OBJECTIF DE LA TÂCHE: Présentez toutes les lignes des entrées ci-dessous sous forme de tableau Markdown à deux colonnes, « Numéro » et « Ligne de l'entrée », avec une rangée par ligne numérotée dans l'ordre, sans les lignes vides.

•••••

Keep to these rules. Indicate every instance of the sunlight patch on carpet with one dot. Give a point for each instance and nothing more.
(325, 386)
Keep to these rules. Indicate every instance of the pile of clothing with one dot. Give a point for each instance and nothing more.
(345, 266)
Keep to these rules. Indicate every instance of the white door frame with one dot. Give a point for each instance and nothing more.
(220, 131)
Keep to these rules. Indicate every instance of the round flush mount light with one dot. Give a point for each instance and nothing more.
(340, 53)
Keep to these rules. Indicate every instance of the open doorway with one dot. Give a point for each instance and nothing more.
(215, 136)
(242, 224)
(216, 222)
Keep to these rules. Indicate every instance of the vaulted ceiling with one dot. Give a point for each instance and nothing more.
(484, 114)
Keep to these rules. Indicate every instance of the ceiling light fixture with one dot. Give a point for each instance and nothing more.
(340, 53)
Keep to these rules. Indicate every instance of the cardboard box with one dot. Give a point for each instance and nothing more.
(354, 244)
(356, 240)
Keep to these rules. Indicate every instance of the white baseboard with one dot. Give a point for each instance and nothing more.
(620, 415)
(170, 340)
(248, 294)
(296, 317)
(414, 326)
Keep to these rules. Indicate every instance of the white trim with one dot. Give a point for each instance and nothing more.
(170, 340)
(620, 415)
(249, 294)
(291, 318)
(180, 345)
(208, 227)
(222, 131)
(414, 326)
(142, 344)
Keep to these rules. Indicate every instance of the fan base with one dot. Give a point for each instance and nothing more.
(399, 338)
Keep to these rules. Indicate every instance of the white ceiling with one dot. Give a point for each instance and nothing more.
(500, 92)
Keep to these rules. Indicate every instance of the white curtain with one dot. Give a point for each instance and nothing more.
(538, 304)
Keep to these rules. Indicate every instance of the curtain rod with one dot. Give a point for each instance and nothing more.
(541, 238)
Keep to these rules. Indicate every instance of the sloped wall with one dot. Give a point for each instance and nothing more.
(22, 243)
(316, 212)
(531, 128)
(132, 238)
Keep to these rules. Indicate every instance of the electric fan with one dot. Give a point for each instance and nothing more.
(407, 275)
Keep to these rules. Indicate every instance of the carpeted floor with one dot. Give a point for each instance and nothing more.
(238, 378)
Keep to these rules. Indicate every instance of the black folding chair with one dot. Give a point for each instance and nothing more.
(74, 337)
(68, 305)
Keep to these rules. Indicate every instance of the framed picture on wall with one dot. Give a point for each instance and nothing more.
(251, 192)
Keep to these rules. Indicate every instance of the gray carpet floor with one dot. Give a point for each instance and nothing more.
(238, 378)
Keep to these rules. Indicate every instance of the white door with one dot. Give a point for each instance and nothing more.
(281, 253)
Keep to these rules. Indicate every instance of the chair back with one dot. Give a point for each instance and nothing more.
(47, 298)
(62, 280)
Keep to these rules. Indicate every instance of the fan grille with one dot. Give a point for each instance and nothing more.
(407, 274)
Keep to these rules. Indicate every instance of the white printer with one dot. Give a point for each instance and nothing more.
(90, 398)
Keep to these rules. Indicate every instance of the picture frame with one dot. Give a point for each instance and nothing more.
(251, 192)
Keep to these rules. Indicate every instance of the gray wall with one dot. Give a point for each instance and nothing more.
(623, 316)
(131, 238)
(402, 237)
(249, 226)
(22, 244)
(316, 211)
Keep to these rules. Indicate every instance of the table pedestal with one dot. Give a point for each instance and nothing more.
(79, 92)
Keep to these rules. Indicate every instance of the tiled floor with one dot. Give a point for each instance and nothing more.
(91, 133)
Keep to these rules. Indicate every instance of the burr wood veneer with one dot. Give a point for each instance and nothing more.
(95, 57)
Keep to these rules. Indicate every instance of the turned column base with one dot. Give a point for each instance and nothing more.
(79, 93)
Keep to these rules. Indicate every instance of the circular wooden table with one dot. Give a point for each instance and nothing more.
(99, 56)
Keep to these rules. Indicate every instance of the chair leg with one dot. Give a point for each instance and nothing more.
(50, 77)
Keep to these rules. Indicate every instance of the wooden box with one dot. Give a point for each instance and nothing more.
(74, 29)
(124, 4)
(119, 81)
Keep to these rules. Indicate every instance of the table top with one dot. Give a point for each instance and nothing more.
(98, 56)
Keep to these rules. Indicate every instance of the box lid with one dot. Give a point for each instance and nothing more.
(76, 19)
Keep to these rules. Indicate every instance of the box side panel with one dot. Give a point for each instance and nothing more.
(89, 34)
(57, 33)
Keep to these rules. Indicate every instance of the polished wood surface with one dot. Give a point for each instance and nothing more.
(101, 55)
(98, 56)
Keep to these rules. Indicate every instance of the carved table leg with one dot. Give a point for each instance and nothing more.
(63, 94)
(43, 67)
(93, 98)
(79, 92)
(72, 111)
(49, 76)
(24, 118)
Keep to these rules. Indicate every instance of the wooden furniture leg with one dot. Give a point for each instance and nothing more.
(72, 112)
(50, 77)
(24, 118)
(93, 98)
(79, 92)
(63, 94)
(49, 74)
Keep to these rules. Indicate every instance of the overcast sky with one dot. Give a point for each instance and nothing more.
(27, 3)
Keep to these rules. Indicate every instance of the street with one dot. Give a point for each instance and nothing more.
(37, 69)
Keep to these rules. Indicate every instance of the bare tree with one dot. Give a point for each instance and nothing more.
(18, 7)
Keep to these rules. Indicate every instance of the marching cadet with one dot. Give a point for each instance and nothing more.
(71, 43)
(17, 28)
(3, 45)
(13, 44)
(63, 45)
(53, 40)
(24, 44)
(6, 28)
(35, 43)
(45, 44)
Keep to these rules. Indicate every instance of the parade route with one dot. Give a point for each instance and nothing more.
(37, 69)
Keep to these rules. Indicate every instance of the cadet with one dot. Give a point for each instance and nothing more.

•••••

RÉPONSE À LA TÂCHE:
| Numéro | Ligne de l'entrée |
|---|---|
| 1 | Keep to these rules. Indicate every instance of the sunlight patch on carpet with one dot. Give a point for each instance and nothing more. |
| 2 | (325, 386) |
| 3 | Keep to these rules. Indicate every instance of the pile of clothing with one dot. Give a point for each instance and nothing more. |
| 4 | (345, 266) |
| 5 | Keep to these rules. Indicate every instance of the white door frame with one dot. Give a point for each instance and nothing more. |
| 6 | (220, 131) |
| 7 | Keep to these rules. Indicate every instance of the round flush mount light with one dot. Give a point for each instance and nothing more. |
| 8 | (340, 53) |
| 9 | Keep to these rules. Indicate every instance of the open doorway with one dot. Give a point for each instance and nothing more. |
| 10 | (215, 136) |
| 11 | (242, 224) |
| 12 | (216, 222) |
| 13 | Keep to these rules. Indicate every instance of the vaulted ceiling with one dot. Give a point for each instance and nothing more. |
| 14 | (484, 114) |
| 15 | Keep to these rules. Indicate every instance of the ceiling light fixture with one dot. Give a point for each instance and nothing more. |
| 16 | (340, 53) |
| 17 | Keep to these rules. Indicate every instance of the cardboard box with one dot. Give a point for each instance and nothing more. |
| 18 | (354, 244) |
| 19 | (356, 240) |
| 20 | Keep to these rules. Indicate every instance of the white baseboard with one dot. Give a point for each instance and nothing more. |
| 21 | (620, 415) |
| 22 | (170, 340) |
| 23 | (248, 294) |
| 24 | (296, 317) |
| 25 | (414, 326) |
| 26 | Keep to these rules. Indicate every instance of the white trim with one dot. Give a point for each instance and nothing more. |
| 27 | (170, 340) |
| 28 | (620, 415) |
| 29 | (249, 294) |
| 30 | (291, 318) |
| 31 | (180, 345) |
| 32 | (208, 227) |
| 33 | (222, 131) |
| 34 | (414, 326) |
| 35 | (142, 344) |
| 36 | Keep to these rules. Indicate every instance of the fan base with one dot. Give a point for each instance and nothing more. |
| 37 | (399, 338) |
| 38 | Keep to these rules. Indicate every instance of the white ceiling with one dot. Give a point for each instance and nothing more. |
| 39 | (500, 92) |
| 40 | Keep to these rules. Indicate every instance of the white curtain with one dot. Give a point for each instance and nothing more. |
| 41 | (538, 304) |
| 42 | Keep to these rules. Indicate every instance of the curtain rod with one dot. Give a point for each instance and nothing more. |
| 43 | (541, 238) |
| 44 | Keep to these rules. Indicate every instance of the sloped wall with one dot. Give a point for each instance and nothing more. |
| 45 | (22, 243) |
| 46 | (316, 212) |
| 47 | (531, 128) |
| 48 | (132, 238) |
| 49 | Keep to these rules. Indicate every instance of the electric fan with one dot. Give a point for each instance and nothing more. |
| 50 | (407, 275) |
| 51 | Keep to these rules. Indicate every instance of the carpeted floor with one dot. Give a point for each instance and nothing more. |
| 52 | (238, 378) |
| 53 | Keep to these rules. Indicate every instance of the black folding chair with one dot. Give a point for each instance and nothing more. |
| 54 | (74, 337) |
| 55 | (68, 305) |
| 56 | Keep to these rules. Indicate every instance of the framed picture on wall with one dot. Give a point for each instance and nothing more. |
| 57 | (251, 192) |
| 58 | Keep to these rules. Indicate every instance of the gray carpet floor with one dot. Give a point for each instance and nothing more. |
| 59 | (238, 378) |
| 60 | Keep to these rules. Indicate every instance of the white door with one dot. Give a point for each instance and nothing more. |
| 61 | (281, 253) |
| 62 | Keep to these rules. Indicate every instance of the chair back with one dot. Give a point for each instance and nothing more. |
| 63 | (47, 298) |
| 64 | (62, 280) |
| 65 | Keep to these rules. Indicate every instance of the fan grille with one dot. Give a point for each instance and nothing more. |
| 66 | (407, 274) |
| 67 | Keep to these rules. Indicate every instance of the white printer with one dot. Give a point for each instance and nothing more. |
| 68 | (90, 398) |
| 69 | Keep to these rules. Indicate every instance of the picture frame with one dot. Give a point for each instance and nothing more. |
| 70 | (251, 192) |
| 71 | Keep to these rules. Indicate every instance of the gray wall with one dot. Give a point for each instance and nothing more. |
| 72 | (623, 316) |
| 73 | (131, 238) |
| 74 | (402, 237) |
| 75 | (249, 226) |
| 76 | (22, 244) |
| 77 | (316, 211) |
| 78 | Keep to these rules. Indicate every instance of the table pedestal with one dot. Give a point for each instance and nothing more. |
| 79 | (79, 92) |
| 80 | Keep to these rules. Indicate every instance of the tiled floor with one dot. Give a point for each instance and nothing more. |
| 81 | (91, 133) |
| 82 | Keep to these rules. Indicate every instance of the burr wood veneer with one dot. Give a point for each instance and nothing more. |
| 83 | (95, 57) |
| 84 | Keep to these rules. Indicate every instance of the turned column base with one dot. Give a point for each instance and nothing more. |
| 85 | (79, 93) |
| 86 | Keep to these rules. Indicate every instance of the circular wooden table with one dot. Give a point for each instance and nothing more. |
| 87 | (99, 56) |
| 88 | Keep to these rules. Indicate every instance of the chair leg with one dot. Give a point for each instance and nothing more. |
| 89 | (50, 77) |
| 90 | Keep to these rules. Indicate every instance of the wooden box with one dot. Give a point for each instance and nothing more. |
| 91 | (74, 29) |
| 92 | (124, 4) |
| 93 | (119, 81) |
| 94 | Keep to these rules. Indicate every instance of the table top with one dot. Give a point for each instance and nothing more. |
| 95 | (98, 56) |
| 96 | Keep to these rules. Indicate every instance of the box lid with one dot. Give a point for each instance and nothing more. |
| 97 | (76, 19) |
| 98 | Keep to these rules. Indicate every instance of the box side panel with one dot. Give a point for each instance and nothing more. |
| 99 | (89, 34) |
| 100 | (57, 33) |
| 101 | Keep to these rules. Indicate every instance of the polished wood surface with one dot. Give a point for each instance and nothing more. |
| 102 | (101, 55) |
| 103 | (98, 56) |
| 104 | Keep to these rules. Indicate every instance of the carved table leg with one dot. Give a point for each instance and nothing more. |
| 105 | (63, 94) |
| 106 | (43, 67) |
| 107 | (93, 98) |
| 108 | (79, 92) |
| 109 | (72, 111) |
| 110 | (49, 76) |
| 111 | (24, 118) |
| 112 | Keep to these rules. Indicate every instance of the wooden furniture leg with one dot. Give a point for each instance and nothing more. |
| 113 | (72, 112) |
| 114 | (50, 77) |
| 115 | (24, 118) |
| 116 | (93, 98) |
| 117 | (79, 92) |
| 118 | (63, 94) |
| 119 | (49, 74) |
| 120 | Keep to these rules. Indicate every instance of the overcast sky with one dot. Give a point for each instance and nothing more. |
| 121 | (27, 3) |
| 122 | Keep to these rules. Indicate every instance of the street with one dot. Give a point for each instance and nothing more. |
| 123 | (37, 69) |
| 124 | Keep to these rules. Indicate every instance of the bare tree with one dot. Give a point for each instance and nothing more. |
| 125 | (18, 7) |
| 126 | Keep to these rules. Indicate every instance of the marching cadet with one dot. Give a point for each instance and nothing more. |
| 127 | (71, 43) |
| 128 | (17, 28) |
| 129 | (3, 45) |
| 130 | (13, 44) |
| 131 | (63, 45) |
| 132 | (53, 40) |
| 133 | (24, 44) |
| 134 | (6, 28) |
| 135 | (35, 43) |
| 136 | (45, 44) |
| 137 | Keep to these rules. Indicate every instance of the parade route with one dot. Give a point for each instance and nothing more. |
| 138 | (37, 69) |
| 139 | Keep to these rules. Indicate every instance of the cadet with one dot. Give a point for each instance and nothing more. |